- **Instructions for the task**: Copy the listing below exactly as it appears, line for line.

◇ ◇ ◇ ◇ ◇

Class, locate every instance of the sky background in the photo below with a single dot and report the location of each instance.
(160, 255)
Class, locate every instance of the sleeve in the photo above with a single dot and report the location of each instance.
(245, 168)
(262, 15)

◇ ◇ ◇ ◇ ◇

- **Exercise answer**:
Class, locate every instance of the sky background in the photo below with a single dot and report the location of each instance.
(160, 255)
Class, locate every instance of the sleeve in the photo above with a single dot and report the location of each instance.
(245, 168)
(262, 15)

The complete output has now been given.